Passage provided:
------

Oblad: “If you own any amount of money (including a life insurance policy) or a home you must have a trust. Probate is a judicial process where property is transferred from the deceased to the living. Even if you have a will, your real estate will not be able to be sold unless you go through the time-consuming and expensive process of Probate. If you transfer your home into a revocable trust prior to death, your trust is the actual owner of the property. In short, you avoid probate since you were not the owner of the real property at your death. In addition, if you have life insurance, the death benefit will be paid to your kids in a lump sum upon reaching the age of 18. I don’t know about you, but if my dad died when I was a kid and I received a $100,000+ check on my 18th birthday I would have bought a new car, clothes, and CD’s ( do kids still buy those?). A trust can be made the beneficiary of the life insurance policy and you have the power to create the manner in which the trust (via the trustees) transfers the financial benefit to your children; i.e., for education or a lump sum at the age of 25, etc.”
Translation: Draft a will, won’t ya, if only to give your poor parents one less thing to worry about if you go all James Dean. And remember that your kids will be too stupid to get your money unless you make sure they have at least as much life experience as you do now before they can flitter away all their inheritance.
Myth 5. I created a Trust so I am fine and protected from probate.
Oblad: “One of the biggest reasons I don’t like online assistance is that it only helps out in the drafting of estate planning documents. A simple executed trust does not protect you from probate. A “funded” trust is the only way you can avoid probate. When I review a trust for a client that had already been drafted the #1 issue is the “funding” of the trust. Funding is the actual transfer of title or interest to your executed trust. In short, you could draft a trust which tells your kids what to do with your house after you die. However, if you don’t physically transfer your home from yourself to the trust (usually via Quit Claim Deed or Grant, Bargain, Sale Deed) your trust is worthless and your kids will still have to go through probate to sell or rent your home. In addition, you must contact any life insurance company to switch the beneficiary from your kids to your trust if you had the intent to delay payment to your children. Funding the Trust is key.”
Translation: Seriously, computer software doesn’t need UNLV tickets, so use me! Plus, you’ll need more than just a will. It’s a lawyer-powered trust you’ll need to make things go smoothly after you pass on and they build a statue in your honor.

------

Provided information:
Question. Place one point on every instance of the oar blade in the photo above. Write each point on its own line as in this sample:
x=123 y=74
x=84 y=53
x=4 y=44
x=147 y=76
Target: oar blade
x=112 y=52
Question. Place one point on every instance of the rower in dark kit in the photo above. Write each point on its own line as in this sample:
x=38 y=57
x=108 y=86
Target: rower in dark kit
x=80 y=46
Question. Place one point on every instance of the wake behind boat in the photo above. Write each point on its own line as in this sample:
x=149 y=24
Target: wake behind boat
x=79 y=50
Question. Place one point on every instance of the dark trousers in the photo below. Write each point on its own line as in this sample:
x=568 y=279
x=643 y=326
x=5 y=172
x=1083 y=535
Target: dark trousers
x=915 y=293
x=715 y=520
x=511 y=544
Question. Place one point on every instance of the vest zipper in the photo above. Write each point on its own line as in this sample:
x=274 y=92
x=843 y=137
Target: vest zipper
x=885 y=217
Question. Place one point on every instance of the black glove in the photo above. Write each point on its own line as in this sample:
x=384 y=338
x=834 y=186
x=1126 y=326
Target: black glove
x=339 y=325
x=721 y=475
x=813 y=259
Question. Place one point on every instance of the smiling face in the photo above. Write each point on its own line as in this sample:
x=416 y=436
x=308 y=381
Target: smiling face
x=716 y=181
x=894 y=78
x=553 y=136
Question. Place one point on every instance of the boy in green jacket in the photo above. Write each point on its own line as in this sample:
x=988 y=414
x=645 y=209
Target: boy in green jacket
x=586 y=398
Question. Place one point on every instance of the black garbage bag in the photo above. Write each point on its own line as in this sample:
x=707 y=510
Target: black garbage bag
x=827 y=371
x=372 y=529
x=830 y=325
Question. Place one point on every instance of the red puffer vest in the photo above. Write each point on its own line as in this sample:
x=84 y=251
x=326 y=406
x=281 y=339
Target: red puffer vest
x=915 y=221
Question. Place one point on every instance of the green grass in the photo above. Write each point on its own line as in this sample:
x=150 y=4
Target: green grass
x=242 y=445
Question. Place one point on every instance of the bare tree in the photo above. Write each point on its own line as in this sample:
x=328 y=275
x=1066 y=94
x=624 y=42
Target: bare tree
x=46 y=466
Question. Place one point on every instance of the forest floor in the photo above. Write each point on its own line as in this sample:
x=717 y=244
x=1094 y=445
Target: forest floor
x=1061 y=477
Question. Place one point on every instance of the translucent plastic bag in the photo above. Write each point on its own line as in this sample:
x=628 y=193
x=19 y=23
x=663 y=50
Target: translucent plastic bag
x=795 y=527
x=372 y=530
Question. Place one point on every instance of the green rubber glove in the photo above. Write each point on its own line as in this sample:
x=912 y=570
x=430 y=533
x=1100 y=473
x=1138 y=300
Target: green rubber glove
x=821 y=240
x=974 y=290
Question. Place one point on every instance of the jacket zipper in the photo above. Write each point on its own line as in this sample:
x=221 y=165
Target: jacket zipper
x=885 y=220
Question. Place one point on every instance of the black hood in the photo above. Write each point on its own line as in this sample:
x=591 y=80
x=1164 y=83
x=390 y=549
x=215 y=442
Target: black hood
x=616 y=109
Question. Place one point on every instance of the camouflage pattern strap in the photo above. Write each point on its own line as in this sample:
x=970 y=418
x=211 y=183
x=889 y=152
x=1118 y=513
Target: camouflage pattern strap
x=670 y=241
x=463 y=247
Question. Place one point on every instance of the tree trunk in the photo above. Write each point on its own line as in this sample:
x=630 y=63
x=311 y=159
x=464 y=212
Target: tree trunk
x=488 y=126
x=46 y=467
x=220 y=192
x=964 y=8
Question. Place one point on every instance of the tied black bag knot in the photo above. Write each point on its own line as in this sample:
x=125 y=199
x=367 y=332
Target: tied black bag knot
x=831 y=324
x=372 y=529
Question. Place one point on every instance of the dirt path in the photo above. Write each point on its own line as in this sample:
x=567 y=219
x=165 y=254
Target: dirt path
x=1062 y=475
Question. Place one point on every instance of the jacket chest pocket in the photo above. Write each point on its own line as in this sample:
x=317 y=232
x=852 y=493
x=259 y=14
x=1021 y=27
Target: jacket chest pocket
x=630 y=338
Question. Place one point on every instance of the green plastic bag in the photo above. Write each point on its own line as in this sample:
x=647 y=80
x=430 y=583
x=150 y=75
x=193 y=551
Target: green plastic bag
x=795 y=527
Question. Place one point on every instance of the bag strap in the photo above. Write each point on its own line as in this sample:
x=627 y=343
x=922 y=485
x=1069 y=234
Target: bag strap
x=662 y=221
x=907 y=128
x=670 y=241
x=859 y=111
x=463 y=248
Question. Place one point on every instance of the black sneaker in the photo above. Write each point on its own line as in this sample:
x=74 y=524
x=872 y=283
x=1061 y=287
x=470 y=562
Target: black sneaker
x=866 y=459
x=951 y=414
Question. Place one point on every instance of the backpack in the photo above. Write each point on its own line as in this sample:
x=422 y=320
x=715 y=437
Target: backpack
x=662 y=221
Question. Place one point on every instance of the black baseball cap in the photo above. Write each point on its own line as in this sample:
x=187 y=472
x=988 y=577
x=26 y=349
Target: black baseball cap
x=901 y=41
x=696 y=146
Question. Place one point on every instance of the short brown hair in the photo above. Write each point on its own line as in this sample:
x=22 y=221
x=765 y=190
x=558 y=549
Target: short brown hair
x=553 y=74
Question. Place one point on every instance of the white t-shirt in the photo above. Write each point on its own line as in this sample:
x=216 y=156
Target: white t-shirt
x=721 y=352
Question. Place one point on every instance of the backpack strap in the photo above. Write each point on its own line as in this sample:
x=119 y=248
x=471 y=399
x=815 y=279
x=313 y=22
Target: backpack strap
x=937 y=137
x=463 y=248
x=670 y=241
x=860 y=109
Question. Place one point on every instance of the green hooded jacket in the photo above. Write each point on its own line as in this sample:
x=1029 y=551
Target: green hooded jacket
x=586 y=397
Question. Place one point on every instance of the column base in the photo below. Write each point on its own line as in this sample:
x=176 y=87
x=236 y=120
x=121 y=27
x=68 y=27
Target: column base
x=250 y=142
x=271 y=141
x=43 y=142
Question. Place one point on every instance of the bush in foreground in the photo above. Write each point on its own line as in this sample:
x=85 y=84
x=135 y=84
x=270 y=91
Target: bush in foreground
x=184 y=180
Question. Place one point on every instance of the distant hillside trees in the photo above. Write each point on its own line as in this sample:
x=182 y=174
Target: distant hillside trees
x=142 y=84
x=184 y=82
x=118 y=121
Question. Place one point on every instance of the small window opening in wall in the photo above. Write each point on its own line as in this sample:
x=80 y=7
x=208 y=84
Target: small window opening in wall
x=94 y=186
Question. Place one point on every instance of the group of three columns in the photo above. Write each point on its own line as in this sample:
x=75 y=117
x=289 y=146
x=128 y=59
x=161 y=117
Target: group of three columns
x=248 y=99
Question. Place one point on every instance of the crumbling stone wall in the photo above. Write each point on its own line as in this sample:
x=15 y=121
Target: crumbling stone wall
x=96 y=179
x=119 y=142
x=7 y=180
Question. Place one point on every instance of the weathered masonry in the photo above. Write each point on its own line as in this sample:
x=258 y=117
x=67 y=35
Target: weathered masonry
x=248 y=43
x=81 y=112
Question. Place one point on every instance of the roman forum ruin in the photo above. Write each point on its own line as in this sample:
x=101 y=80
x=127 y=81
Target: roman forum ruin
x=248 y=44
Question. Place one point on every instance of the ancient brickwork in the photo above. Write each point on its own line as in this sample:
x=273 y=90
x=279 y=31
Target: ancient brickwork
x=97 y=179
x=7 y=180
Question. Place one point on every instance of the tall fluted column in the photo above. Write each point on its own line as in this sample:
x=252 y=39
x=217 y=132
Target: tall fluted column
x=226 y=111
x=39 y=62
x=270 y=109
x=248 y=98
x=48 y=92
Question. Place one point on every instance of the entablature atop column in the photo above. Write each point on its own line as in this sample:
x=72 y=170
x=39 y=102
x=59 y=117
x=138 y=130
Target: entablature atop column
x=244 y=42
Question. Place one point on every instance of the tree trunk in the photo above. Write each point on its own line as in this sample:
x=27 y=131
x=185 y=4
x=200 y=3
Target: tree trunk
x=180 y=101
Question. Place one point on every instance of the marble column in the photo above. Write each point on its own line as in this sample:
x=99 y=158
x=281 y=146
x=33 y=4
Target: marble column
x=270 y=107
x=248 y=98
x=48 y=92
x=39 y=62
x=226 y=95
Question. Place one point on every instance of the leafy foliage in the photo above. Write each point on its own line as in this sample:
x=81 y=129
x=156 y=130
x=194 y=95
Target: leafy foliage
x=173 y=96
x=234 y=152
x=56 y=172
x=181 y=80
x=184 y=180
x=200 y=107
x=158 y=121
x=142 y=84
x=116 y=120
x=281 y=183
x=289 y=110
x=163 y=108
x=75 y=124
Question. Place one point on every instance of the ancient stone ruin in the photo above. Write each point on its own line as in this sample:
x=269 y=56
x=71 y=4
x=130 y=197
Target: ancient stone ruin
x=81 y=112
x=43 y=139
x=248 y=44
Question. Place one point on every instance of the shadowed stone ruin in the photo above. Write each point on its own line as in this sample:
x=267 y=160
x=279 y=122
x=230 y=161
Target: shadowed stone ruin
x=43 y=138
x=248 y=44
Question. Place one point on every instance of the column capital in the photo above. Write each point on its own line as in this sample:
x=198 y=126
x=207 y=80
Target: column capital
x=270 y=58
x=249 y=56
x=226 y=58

------

To do: Please continue the text on trusts and probate, picking up after its last sentence. The records are separate material and have no connection to the text on trusts and probate.

Reply:
Myth 6. If I die without a will my spouse will get everything.
Oblad: “Not necessarily. State laws vary, but in most states, dying without a will (intestate), your assets will be divided among your spouse and your children. In New York, for example, when someone dies intestate, the spouse gets the first $50,000 of the estate, and what’s left is divided 50-50 among the spouse and the children. This could lead to many issues and unintended consequences. What if you have black sheep children whom you don’t want to receive an inheritance, or what if your spouse is completely dependent on your income; now the spouse will have to share necessary funds with the children?”
Translation: State laws be crazy, so make no assumptions about how they’ll handle your stuff after you go. Get a will and trust so you can lord them over your spouse and kids, and make them try to one-up each other and please you enough to make sure they don’t get written out.
Myth 7. All property should be transferred to my trust.
Oblad: “This is not true, and is another reason why an estate planning attorney should be consulted. Some retirement accounts can be transferred without probate if there is one living and named beneficiary. A trust is not a living person and thus you would still have to probate these retirement accounts.”
Translation: Smart lawyers who want to do right by you know what should happen to your money better than you do. Listen to their advice. And thank them by hooking them up with basketball tickets if you can.
What other questions do you have about estate planning? Does any of this myth-shattering surprise you?